**Task prompt:** Transcribe this listing exactly; omit the pictures.
■ ■ ■
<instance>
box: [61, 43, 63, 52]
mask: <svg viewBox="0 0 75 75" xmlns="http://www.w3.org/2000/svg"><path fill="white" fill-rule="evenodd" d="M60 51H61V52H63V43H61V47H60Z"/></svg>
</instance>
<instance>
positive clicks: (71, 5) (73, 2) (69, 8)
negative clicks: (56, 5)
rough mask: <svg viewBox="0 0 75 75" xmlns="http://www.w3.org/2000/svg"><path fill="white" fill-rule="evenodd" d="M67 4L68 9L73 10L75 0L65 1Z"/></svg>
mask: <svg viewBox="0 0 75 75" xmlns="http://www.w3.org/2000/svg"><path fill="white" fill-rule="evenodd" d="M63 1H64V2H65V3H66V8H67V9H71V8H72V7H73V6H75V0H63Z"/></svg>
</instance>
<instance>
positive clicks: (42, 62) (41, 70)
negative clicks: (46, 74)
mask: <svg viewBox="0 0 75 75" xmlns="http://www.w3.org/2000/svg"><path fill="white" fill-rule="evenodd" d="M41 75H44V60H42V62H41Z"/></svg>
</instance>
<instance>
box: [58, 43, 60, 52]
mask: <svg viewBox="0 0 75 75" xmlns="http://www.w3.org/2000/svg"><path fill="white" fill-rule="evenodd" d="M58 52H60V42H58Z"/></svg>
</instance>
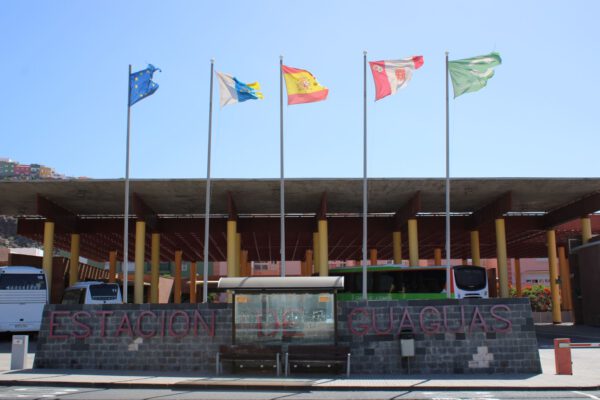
■ ■ ■
**Written solution:**
<instance>
box: [61, 43, 63, 52]
mask: <svg viewBox="0 0 75 75" xmlns="http://www.w3.org/2000/svg"><path fill="white" fill-rule="evenodd" d="M60 51H61V52H63V43H61V47H60Z"/></svg>
</instance>
<instance>
positive clicks: (71, 5) (73, 2) (69, 8)
negative clicks: (56, 5)
rough mask: <svg viewBox="0 0 75 75" xmlns="http://www.w3.org/2000/svg"><path fill="white" fill-rule="evenodd" d="M67 4L68 9L73 10L75 0L65 1Z"/></svg>
mask: <svg viewBox="0 0 75 75" xmlns="http://www.w3.org/2000/svg"><path fill="white" fill-rule="evenodd" d="M63 1H64V2H65V3H66V8H67V9H71V8H72V7H73V6H75V0H63Z"/></svg>
</instance>
<instance>
positive clicks: (42, 62) (41, 70)
negative clicks: (46, 74)
mask: <svg viewBox="0 0 75 75" xmlns="http://www.w3.org/2000/svg"><path fill="white" fill-rule="evenodd" d="M41 75H44V60H42V62H41Z"/></svg>
</instance>
<instance>
box: [58, 43, 60, 52]
mask: <svg viewBox="0 0 75 75" xmlns="http://www.w3.org/2000/svg"><path fill="white" fill-rule="evenodd" d="M58 52H60V42H58Z"/></svg>
</instance>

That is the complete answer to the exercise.